§ **Required task**
Please count the lines in the entries below that contain the string "xmax" and reply with only that number.

──────

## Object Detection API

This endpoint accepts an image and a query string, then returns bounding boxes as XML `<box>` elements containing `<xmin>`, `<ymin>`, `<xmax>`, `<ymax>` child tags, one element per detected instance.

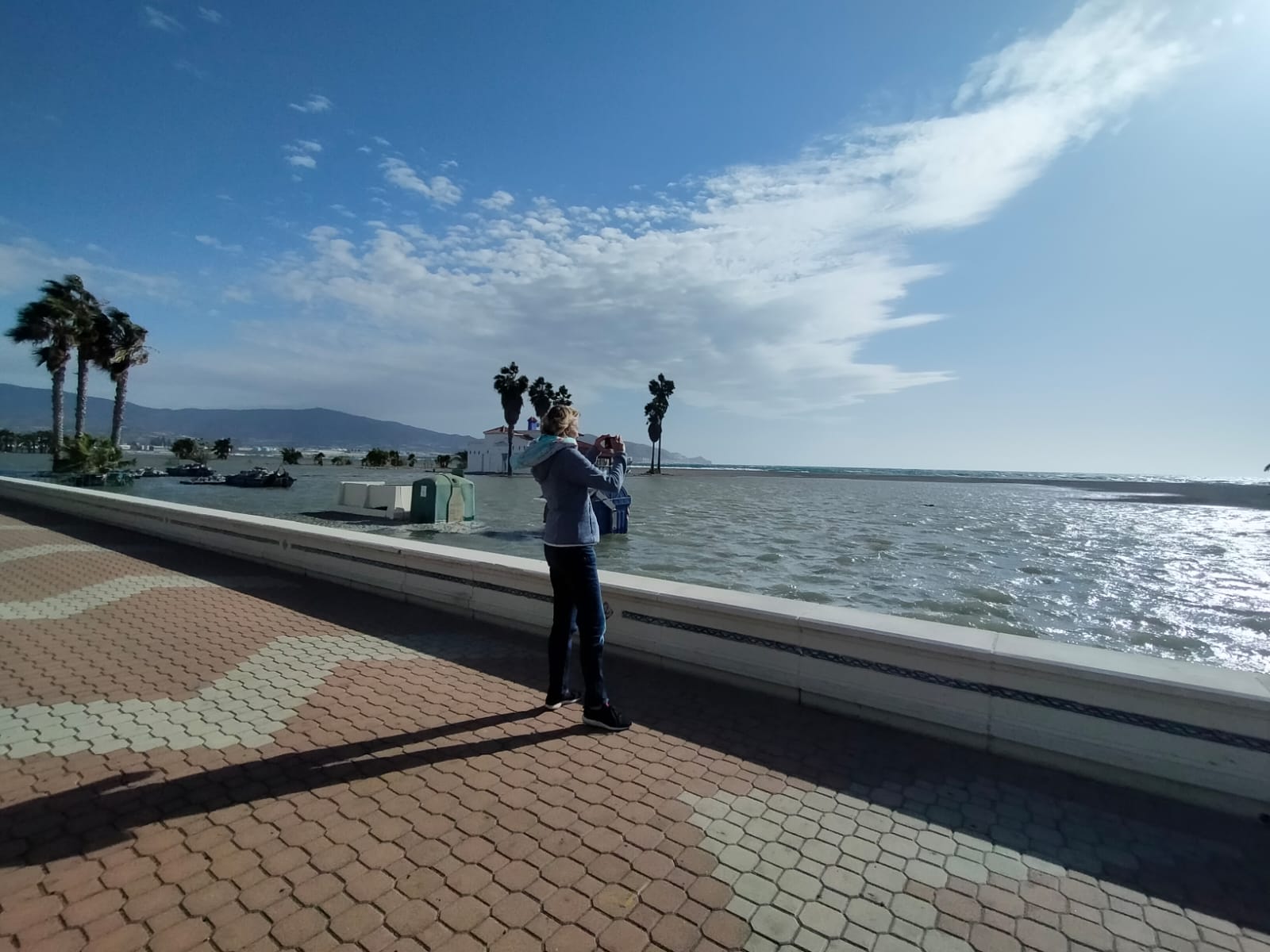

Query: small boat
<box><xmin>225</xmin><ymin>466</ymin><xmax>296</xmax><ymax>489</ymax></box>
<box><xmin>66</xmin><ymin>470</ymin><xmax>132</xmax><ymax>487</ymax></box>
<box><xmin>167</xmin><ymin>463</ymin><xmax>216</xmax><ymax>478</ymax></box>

──────

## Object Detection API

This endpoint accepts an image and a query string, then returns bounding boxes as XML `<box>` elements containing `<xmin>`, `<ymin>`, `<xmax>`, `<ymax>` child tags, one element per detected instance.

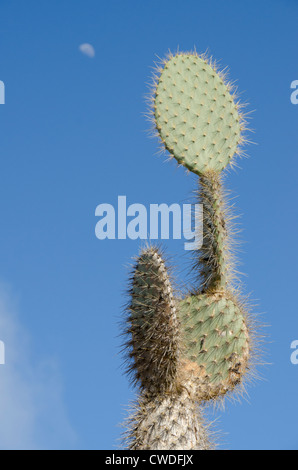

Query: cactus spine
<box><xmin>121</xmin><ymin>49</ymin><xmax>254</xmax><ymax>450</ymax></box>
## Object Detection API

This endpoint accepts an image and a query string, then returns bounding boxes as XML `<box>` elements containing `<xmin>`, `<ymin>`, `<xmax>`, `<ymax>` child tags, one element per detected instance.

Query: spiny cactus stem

──────

§ **The reply**
7